** START DATA TO PROCESS **

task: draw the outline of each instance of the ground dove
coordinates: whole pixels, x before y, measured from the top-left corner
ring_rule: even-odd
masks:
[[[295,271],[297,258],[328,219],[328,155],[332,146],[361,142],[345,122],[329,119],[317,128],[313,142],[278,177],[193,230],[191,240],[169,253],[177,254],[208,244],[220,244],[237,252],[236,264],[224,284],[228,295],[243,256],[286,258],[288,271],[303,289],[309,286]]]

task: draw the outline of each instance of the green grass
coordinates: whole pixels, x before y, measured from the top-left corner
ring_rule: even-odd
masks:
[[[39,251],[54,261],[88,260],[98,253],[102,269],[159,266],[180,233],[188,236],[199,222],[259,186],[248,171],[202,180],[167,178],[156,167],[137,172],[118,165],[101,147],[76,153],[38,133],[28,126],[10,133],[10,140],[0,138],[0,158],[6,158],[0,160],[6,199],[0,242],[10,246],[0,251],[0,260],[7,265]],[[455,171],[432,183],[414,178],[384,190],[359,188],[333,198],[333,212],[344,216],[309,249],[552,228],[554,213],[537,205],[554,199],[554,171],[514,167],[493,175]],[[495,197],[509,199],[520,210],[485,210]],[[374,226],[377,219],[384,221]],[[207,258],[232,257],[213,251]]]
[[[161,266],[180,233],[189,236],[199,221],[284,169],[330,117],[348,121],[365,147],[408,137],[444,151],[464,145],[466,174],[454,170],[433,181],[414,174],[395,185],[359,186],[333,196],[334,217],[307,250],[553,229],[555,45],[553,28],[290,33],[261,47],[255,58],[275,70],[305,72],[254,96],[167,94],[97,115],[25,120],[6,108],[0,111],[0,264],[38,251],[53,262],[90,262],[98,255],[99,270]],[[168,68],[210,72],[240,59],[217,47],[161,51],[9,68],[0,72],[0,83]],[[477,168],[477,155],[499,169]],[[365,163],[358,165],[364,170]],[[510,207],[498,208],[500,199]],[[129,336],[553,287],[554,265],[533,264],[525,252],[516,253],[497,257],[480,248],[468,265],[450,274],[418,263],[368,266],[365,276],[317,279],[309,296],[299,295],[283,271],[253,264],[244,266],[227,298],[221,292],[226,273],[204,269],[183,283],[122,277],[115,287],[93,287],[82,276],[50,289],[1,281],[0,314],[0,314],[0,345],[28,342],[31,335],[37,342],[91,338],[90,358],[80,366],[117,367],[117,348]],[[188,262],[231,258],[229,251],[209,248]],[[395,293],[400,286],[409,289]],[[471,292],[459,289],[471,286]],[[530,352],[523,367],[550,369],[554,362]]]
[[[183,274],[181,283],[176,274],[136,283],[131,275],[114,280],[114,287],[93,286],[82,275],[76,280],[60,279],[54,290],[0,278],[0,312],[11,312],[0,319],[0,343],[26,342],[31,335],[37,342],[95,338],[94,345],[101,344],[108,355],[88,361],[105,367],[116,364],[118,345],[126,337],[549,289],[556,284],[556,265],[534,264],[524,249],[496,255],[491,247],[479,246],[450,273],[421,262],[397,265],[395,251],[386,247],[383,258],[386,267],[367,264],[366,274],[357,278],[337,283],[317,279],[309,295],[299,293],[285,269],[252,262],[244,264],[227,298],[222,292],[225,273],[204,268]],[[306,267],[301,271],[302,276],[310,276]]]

** END DATA TO PROCESS **

◆ **WHAT TO WORK ON**
Select each row above that contains the string "draw". Letter case must match.

◆ **EXPECTED ANSWER**
task: draw the outline of each instance of the ground dove
task: draw the outline of each instance of the green grass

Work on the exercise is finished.